[Stored items]
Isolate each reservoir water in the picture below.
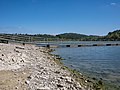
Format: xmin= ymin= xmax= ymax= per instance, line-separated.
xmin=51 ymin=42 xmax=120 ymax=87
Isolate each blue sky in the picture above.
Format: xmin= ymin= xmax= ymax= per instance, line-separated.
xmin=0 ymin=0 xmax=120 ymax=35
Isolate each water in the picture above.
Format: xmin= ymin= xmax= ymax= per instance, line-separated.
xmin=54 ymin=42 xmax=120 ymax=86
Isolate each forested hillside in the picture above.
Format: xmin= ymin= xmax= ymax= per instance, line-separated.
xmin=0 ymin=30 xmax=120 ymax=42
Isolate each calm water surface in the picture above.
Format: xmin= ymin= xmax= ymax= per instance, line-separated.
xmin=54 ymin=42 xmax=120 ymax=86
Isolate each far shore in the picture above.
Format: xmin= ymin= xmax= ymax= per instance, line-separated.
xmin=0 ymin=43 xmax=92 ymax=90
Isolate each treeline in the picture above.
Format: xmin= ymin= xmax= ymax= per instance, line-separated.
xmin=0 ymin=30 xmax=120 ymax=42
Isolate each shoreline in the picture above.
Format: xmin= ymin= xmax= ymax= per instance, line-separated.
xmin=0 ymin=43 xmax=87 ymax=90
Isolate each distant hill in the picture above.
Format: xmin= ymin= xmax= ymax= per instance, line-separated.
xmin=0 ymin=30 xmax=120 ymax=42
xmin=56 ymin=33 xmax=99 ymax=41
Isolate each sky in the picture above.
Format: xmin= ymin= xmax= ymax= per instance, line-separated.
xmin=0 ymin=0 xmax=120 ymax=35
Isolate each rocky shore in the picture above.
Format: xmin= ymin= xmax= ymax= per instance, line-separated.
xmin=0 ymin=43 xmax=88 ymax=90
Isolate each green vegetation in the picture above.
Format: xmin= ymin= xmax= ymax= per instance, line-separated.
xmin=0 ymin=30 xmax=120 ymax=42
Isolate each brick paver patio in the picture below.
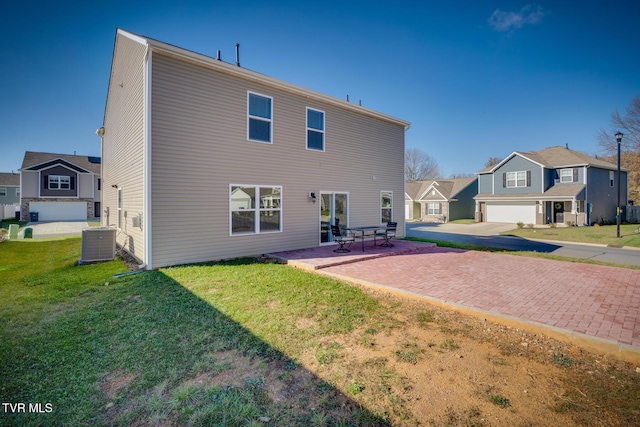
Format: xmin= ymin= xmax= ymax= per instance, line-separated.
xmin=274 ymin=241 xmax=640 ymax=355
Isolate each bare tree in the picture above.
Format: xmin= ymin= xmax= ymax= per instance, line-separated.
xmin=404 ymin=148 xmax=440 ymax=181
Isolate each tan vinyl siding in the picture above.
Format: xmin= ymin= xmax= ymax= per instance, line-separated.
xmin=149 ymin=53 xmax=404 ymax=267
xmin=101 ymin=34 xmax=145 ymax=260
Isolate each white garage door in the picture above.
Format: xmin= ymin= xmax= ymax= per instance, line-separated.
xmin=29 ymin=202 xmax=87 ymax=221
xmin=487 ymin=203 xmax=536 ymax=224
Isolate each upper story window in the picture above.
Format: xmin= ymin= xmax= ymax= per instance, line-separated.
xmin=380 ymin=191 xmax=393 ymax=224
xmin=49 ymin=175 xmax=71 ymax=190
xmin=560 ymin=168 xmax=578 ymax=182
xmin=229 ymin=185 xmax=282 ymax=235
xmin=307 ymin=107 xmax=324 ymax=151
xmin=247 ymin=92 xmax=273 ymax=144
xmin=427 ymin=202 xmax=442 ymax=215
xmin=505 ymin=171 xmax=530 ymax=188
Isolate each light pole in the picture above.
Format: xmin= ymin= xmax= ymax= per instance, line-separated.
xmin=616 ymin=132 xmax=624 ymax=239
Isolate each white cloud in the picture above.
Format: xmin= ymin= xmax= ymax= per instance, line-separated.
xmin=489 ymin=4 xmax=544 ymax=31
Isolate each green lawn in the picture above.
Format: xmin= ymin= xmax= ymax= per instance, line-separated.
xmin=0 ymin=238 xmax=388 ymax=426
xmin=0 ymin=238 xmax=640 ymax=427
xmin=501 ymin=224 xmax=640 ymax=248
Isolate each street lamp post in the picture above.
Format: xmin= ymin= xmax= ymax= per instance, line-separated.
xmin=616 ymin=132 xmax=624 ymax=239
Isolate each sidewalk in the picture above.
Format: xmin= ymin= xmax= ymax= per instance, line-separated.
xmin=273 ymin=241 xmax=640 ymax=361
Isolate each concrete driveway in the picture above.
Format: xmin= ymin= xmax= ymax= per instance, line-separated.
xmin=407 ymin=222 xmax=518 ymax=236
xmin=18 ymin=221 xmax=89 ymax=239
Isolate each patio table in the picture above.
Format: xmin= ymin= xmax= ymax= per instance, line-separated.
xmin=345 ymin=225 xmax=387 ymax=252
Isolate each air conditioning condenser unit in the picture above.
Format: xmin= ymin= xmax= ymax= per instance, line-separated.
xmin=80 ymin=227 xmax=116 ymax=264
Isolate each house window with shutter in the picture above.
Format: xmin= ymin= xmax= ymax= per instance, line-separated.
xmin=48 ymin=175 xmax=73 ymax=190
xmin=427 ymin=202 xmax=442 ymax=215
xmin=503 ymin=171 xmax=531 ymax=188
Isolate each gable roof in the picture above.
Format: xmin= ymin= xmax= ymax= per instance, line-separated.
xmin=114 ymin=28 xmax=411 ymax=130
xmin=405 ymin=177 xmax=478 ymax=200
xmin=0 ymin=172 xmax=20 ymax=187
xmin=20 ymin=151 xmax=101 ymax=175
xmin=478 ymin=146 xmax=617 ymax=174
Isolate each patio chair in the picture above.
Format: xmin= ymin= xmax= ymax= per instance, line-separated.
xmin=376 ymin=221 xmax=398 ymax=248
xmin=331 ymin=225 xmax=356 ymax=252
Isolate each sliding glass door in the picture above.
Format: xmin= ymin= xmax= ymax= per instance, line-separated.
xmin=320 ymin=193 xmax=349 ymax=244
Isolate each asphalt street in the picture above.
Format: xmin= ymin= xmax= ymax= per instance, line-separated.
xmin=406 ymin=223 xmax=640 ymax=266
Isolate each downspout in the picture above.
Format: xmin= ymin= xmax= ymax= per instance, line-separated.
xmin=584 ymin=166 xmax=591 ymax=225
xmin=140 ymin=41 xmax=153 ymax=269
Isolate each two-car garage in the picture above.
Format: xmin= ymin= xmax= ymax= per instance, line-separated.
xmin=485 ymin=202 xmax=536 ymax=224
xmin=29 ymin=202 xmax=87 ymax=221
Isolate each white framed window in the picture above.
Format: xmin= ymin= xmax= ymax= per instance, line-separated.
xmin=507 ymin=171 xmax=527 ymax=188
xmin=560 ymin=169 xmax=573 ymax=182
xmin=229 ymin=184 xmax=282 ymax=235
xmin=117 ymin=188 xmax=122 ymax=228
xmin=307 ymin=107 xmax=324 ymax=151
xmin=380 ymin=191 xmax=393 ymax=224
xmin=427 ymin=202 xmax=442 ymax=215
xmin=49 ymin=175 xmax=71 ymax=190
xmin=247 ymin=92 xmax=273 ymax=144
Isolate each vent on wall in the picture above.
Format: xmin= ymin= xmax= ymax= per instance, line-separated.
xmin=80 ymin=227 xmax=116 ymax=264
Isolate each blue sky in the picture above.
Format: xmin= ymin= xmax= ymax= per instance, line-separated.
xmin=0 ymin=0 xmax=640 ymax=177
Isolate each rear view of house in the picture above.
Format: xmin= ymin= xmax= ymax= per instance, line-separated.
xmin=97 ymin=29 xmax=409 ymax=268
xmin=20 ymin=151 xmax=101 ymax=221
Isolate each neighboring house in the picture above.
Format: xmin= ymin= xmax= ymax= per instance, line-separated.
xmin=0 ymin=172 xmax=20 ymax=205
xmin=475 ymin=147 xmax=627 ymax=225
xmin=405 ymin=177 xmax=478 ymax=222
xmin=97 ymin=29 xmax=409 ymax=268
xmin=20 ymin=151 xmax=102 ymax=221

# [BRIEF]
Lay out every line of the rows above as a JSON list of strings, one string per line, with blank lines skipped. Leave the pictures out of the answer.

# [TASK ANSWER]
[
  "Isolate each reservoir water in the picture below.",
  "Format: xmin= ymin= xmax= ymax= per instance, line-separated.",
  "xmin=51 ymin=42 xmax=120 ymax=87",
  "Isolate each blue sky in the picture above.",
  "Format: xmin= ymin= xmax= ymax= per instance, line-separated.",
  "xmin=0 ymin=0 xmax=120 ymax=35",
  "Isolate each water in the picture above.",
  "Format: xmin= ymin= xmax= ymax= per instance, line-separated.",
  "xmin=54 ymin=42 xmax=120 ymax=86",
  "Isolate each forested hillside in the picture above.",
  "Format: xmin= ymin= xmax= ymax= per instance, line-separated.",
  "xmin=0 ymin=30 xmax=120 ymax=42",
  "Isolate each calm water surface in the picture above.",
  "Format: xmin= ymin= xmax= ymax= per instance, line-separated.",
  "xmin=54 ymin=42 xmax=120 ymax=86",
  "Isolate each far shore in the picture above.",
  "Format: xmin= ymin= xmax= ymax= per instance, line-separated.",
  "xmin=0 ymin=43 xmax=92 ymax=90",
  "Isolate each treeline in the picture above.",
  "Format: xmin= ymin= xmax= ymax= per instance, line-separated.",
  "xmin=0 ymin=30 xmax=120 ymax=42",
  "Isolate each shoreline in the picture above.",
  "Format: xmin= ymin= xmax= ymax= per instance, line-separated.",
  "xmin=0 ymin=43 xmax=87 ymax=90",
  "Isolate each distant hill in the picture above.",
  "Format: xmin= ymin= xmax= ymax= per instance, line-separated.",
  "xmin=0 ymin=30 xmax=120 ymax=42",
  "xmin=56 ymin=33 xmax=99 ymax=41",
  "Isolate each sky in the picture above.",
  "Format: xmin= ymin= xmax= ymax= per instance, line-separated.",
  "xmin=0 ymin=0 xmax=120 ymax=35",
  "Isolate each rocky shore in the picture above.",
  "Format: xmin= ymin= xmax= ymax= per instance, line-separated.",
  "xmin=0 ymin=43 xmax=88 ymax=90",
  "Isolate each green vegetation in the picture above.",
  "Format: xmin= ymin= xmax= ymax= per instance, line-separated.",
  "xmin=0 ymin=30 xmax=120 ymax=42",
  "Isolate each brick paver patio in the picture below.",
  "Format: xmin= ymin= xmax= ymax= per instance, line-separated.",
  "xmin=274 ymin=241 xmax=640 ymax=355",
  "Isolate each bare tree in the picture above.",
  "Format: xmin= ymin= xmax= ymax= per instance, line-separated.",
  "xmin=404 ymin=148 xmax=440 ymax=181",
  "Isolate each tan vinyl siding in the picture above.",
  "Format: xmin= ymin= xmax= ymax= per instance, line-separated.",
  "xmin=149 ymin=53 xmax=404 ymax=267",
  "xmin=101 ymin=34 xmax=145 ymax=260",
  "Isolate each white garage door in the picture above.",
  "Format: xmin= ymin= xmax= ymax= per instance, line-separated.",
  "xmin=29 ymin=202 xmax=87 ymax=221",
  "xmin=487 ymin=203 xmax=536 ymax=224",
  "Isolate each upper story window in the picture above.",
  "Format: xmin= ymin= xmax= ymax= per instance, line-separated.",
  "xmin=380 ymin=191 xmax=393 ymax=224",
  "xmin=49 ymin=175 xmax=71 ymax=190",
  "xmin=560 ymin=168 xmax=578 ymax=182",
  "xmin=229 ymin=185 xmax=282 ymax=235",
  "xmin=307 ymin=107 xmax=324 ymax=151",
  "xmin=247 ymin=92 xmax=273 ymax=144",
  "xmin=427 ymin=202 xmax=442 ymax=215",
  "xmin=505 ymin=171 xmax=530 ymax=188",
  "Isolate each light pole in the picture above.",
  "Format: xmin= ymin= xmax= ymax= per instance, line-separated.",
  "xmin=616 ymin=132 xmax=624 ymax=239",
  "Isolate each white cloud in the picture above.",
  "Format: xmin= ymin= xmax= ymax= per instance, line-separated.",
  "xmin=489 ymin=4 xmax=544 ymax=31",
  "Isolate each green lawn in the picture above.",
  "Format: xmin= ymin= xmax= ymax= per instance, line-separated.",
  "xmin=0 ymin=238 xmax=388 ymax=426",
  "xmin=0 ymin=238 xmax=640 ymax=427",
  "xmin=501 ymin=224 xmax=640 ymax=248",
  "Isolate each street lamp post in the picture above.",
  "Format: xmin= ymin= xmax= ymax= per instance, line-separated.",
  "xmin=616 ymin=132 xmax=624 ymax=239",
  "Isolate each sidewalk in the picture above.",
  "Format: xmin= ymin= xmax= ymax= per instance, line-separated.",
  "xmin=273 ymin=241 xmax=640 ymax=361",
  "Isolate each concrete driveway in the picture above.",
  "Format: xmin= ymin= xmax= ymax= per instance, line-separated.",
  "xmin=407 ymin=222 xmax=518 ymax=236",
  "xmin=18 ymin=221 xmax=89 ymax=239",
  "Isolate each patio table in the picture above.",
  "Format: xmin= ymin= xmax= ymax= per instance, line-separated.",
  "xmin=345 ymin=225 xmax=387 ymax=252",
  "Isolate each air conditioning condenser unit in the picture above.",
  "Format: xmin= ymin= xmax= ymax= per instance, line-separated.",
  "xmin=80 ymin=227 xmax=116 ymax=264",
  "Isolate each house window with shutter in the picture above.",
  "Format: xmin= ymin= xmax= ymax= per instance, line-separated.",
  "xmin=48 ymin=175 xmax=73 ymax=190",
  "xmin=427 ymin=202 xmax=442 ymax=215",
  "xmin=503 ymin=171 xmax=531 ymax=188",
  "Isolate each gable roof in the picture above.",
  "Format: xmin= ymin= xmax= ymax= per instance, line-separated.",
  "xmin=114 ymin=28 xmax=411 ymax=130",
  "xmin=405 ymin=177 xmax=478 ymax=200",
  "xmin=0 ymin=172 xmax=20 ymax=187",
  "xmin=20 ymin=151 xmax=101 ymax=175",
  "xmin=478 ymin=146 xmax=617 ymax=174",
  "Isolate each patio chair in the picture above.",
  "Format: xmin= ymin= xmax= ymax= per instance, line-separated.",
  "xmin=376 ymin=221 xmax=398 ymax=248",
  "xmin=331 ymin=225 xmax=356 ymax=252",
  "Isolate each sliding glass door in the picture above.",
  "Format: xmin= ymin= xmax= ymax= per instance, line-separated.",
  "xmin=320 ymin=193 xmax=349 ymax=244",
  "Isolate each asphalt street in the picture above.",
  "Format: xmin= ymin= xmax= ymax= per instance, line-separated.",
  "xmin=406 ymin=223 xmax=640 ymax=266",
  "Isolate each downspout in the picture above.",
  "Format: xmin= ymin= xmax= ymax= per instance, line-separated.",
  "xmin=584 ymin=166 xmax=591 ymax=225",
  "xmin=140 ymin=41 xmax=153 ymax=269",
  "Isolate each two-car garage in the picture above.",
  "Format: xmin= ymin= xmax= ymax= per instance, line-separated.",
  "xmin=485 ymin=202 xmax=536 ymax=224",
  "xmin=29 ymin=202 xmax=87 ymax=221",
  "Isolate each white framed window in the picture above.",
  "Format: xmin= ymin= xmax= ymax= per instance, line-separated.",
  "xmin=507 ymin=171 xmax=527 ymax=188",
  "xmin=560 ymin=169 xmax=573 ymax=182",
  "xmin=229 ymin=184 xmax=282 ymax=235",
  "xmin=117 ymin=188 xmax=122 ymax=228",
  "xmin=307 ymin=107 xmax=324 ymax=151",
  "xmin=380 ymin=191 xmax=393 ymax=224",
  "xmin=427 ymin=202 xmax=442 ymax=215",
  "xmin=49 ymin=175 xmax=71 ymax=190",
  "xmin=247 ymin=92 xmax=273 ymax=144",
  "Isolate each vent on wall in the picture above.",
  "Format: xmin= ymin= xmax= ymax= per instance, line-separated.",
  "xmin=80 ymin=227 xmax=116 ymax=264",
  "Isolate each blue sky in the picture above.",
  "Format: xmin= ymin= xmax= ymax= per instance, line-separated.",
  "xmin=0 ymin=0 xmax=640 ymax=177",
  "Isolate each rear view of house in the picture above.",
  "Format: xmin= ymin= xmax= ymax= per instance, line-separated.",
  "xmin=97 ymin=29 xmax=409 ymax=268",
  "xmin=20 ymin=151 xmax=101 ymax=221",
  "Isolate each neighboring house in the picture above.",
  "Format: xmin= ymin= xmax= ymax= per instance, line-separated.",
  "xmin=0 ymin=172 xmax=20 ymax=205",
  "xmin=475 ymin=147 xmax=627 ymax=225",
  "xmin=405 ymin=177 xmax=478 ymax=222",
  "xmin=97 ymin=29 xmax=409 ymax=268",
  "xmin=20 ymin=151 xmax=102 ymax=221"
]